* [Set task]:
Arrange the lines of the records between the line holding "TARGET = antenna mast" and the line holding "[(85, 257), (26, 360)]", inclusive, as a numbered list, leaving out blank lines. Give nothing beyond those lines.

* [Stored data]:
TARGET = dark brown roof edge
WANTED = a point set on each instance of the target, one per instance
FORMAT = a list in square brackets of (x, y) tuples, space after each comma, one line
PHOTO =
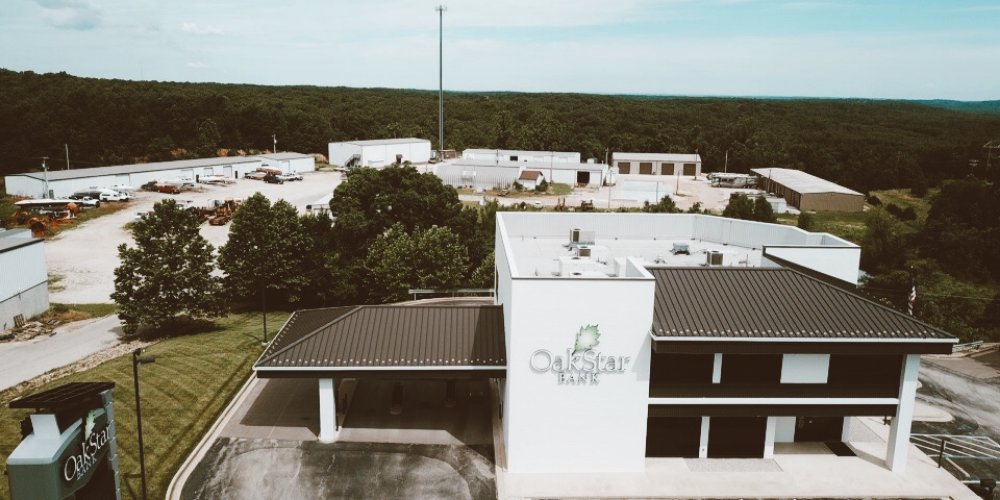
[(270, 357)]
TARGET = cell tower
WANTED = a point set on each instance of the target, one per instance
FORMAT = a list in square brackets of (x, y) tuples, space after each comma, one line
[(441, 10), (992, 149)]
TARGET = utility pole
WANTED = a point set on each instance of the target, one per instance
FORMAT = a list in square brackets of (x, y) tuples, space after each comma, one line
[(441, 10), (46, 170)]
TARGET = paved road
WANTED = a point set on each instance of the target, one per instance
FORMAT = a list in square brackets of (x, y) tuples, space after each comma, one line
[(26, 360)]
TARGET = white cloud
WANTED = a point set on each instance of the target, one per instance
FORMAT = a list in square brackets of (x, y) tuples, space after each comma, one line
[(194, 29), (70, 14)]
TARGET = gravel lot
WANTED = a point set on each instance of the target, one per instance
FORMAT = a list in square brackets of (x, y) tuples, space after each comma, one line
[(87, 256)]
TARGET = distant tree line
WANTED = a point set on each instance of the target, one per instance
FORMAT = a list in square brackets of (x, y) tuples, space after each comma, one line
[(862, 144)]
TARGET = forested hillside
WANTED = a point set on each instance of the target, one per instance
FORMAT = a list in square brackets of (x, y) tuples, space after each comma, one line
[(863, 144)]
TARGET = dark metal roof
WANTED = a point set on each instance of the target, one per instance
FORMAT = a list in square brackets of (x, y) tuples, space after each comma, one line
[(65, 396), (302, 323), (391, 338), (768, 303)]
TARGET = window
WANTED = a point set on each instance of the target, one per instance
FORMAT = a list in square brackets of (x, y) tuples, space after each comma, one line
[(751, 368)]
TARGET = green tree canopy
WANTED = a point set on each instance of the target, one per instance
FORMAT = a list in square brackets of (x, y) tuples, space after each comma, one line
[(427, 259), (264, 253), (167, 275)]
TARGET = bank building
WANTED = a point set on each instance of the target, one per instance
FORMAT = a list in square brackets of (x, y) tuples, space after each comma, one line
[(614, 338)]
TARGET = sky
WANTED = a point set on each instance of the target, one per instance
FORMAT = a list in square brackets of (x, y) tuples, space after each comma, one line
[(908, 49)]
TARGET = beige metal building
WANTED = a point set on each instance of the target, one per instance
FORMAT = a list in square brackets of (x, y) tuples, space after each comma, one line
[(657, 163), (808, 192)]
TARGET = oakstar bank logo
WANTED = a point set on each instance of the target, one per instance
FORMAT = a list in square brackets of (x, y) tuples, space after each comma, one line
[(582, 364)]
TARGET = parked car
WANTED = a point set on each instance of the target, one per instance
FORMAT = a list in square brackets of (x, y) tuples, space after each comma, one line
[(111, 197), (87, 201)]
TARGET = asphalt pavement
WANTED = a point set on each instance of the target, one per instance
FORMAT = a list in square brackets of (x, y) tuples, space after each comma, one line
[(23, 361)]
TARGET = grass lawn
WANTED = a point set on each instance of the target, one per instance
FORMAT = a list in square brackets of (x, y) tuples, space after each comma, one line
[(183, 392)]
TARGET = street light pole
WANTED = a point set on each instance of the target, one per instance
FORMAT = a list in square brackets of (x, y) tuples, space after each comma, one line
[(138, 359)]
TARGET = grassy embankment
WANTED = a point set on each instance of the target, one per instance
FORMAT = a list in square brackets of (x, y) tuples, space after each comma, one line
[(183, 392)]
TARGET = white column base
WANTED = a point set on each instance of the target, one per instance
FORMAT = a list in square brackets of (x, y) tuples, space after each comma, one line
[(769, 437), (899, 433), (328, 430), (703, 446)]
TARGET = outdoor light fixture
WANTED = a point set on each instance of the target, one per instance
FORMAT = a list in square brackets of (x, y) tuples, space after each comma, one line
[(139, 359)]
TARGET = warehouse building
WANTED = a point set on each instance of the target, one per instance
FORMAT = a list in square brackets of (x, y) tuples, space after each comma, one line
[(63, 183), (380, 152), (24, 289), (501, 174), (808, 192), (657, 164), (288, 162), (652, 335), (513, 155)]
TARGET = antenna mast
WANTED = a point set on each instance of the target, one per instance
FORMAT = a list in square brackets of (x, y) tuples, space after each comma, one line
[(441, 10)]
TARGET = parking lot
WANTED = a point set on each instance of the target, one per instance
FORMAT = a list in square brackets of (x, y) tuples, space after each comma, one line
[(84, 259)]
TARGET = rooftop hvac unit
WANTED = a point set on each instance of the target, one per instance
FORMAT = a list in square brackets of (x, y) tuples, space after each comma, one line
[(714, 258)]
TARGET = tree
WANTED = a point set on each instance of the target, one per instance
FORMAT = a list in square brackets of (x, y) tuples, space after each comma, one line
[(806, 221), (665, 206), (739, 207), (431, 259), (264, 253), (168, 274), (882, 243), (372, 201)]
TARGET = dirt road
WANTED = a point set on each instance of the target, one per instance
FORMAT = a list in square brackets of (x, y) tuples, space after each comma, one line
[(85, 257), (26, 360)]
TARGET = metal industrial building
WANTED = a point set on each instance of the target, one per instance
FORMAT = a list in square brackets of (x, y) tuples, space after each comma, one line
[(380, 152), (808, 192), (24, 289), (501, 174), (288, 162), (657, 163), (655, 336), (502, 155), (63, 183)]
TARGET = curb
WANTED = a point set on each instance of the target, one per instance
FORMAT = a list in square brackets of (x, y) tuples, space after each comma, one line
[(199, 452)]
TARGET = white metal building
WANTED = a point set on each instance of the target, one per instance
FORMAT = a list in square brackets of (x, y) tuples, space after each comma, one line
[(288, 162), (657, 163), (522, 156), (63, 183), (379, 153), (493, 173), (24, 287)]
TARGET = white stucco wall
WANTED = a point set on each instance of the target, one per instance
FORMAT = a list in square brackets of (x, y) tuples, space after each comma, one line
[(839, 262), (576, 427)]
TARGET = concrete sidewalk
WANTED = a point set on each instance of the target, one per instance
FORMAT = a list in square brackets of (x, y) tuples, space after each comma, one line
[(797, 470)]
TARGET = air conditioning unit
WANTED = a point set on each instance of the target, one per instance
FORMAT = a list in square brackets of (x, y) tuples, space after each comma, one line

* [Full solution]:
1. TARGET = antenna mast
2. WANTED = a point set on each instance of the target, one per instance
3. FORMAT = a list in square brackets of (x, y) tuples, space after each comma, one line
4. [(441, 10)]
5. TARGET = parking lot
6. WANTED = a point set on each instance of the target, one per instance
7. FORMAT = a list in square brackets of (x, y) tuples, space after each comma, one line
8. [(84, 259)]
9. TARGET = rooftop hvac unit
10. WANTED = a point set on each instance of the target, one per instance
11. FORMAT = a list in square brackets of (x, y) tuples, space after each comma, one line
12. [(714, 258)]
13. TARGET = tree
14. WANTED = a point set on each instance of the target, one per instance
15. FORMAT = a list in square brackets of (x, y) tuples, space after each comma, one line
16. [(806, 221), (665, 206), (739, 207), (431, 259), (264, 253), (168, 274), (882, 243), (372, 201)]
17. TARGET = dirt road
18. WANTED = a point set on each instance of the target, one per instance
19. FORMAT = a list in square brackets of (x, y) tuples, space after each comma, one line
20. [(85, 257), (26, 360)]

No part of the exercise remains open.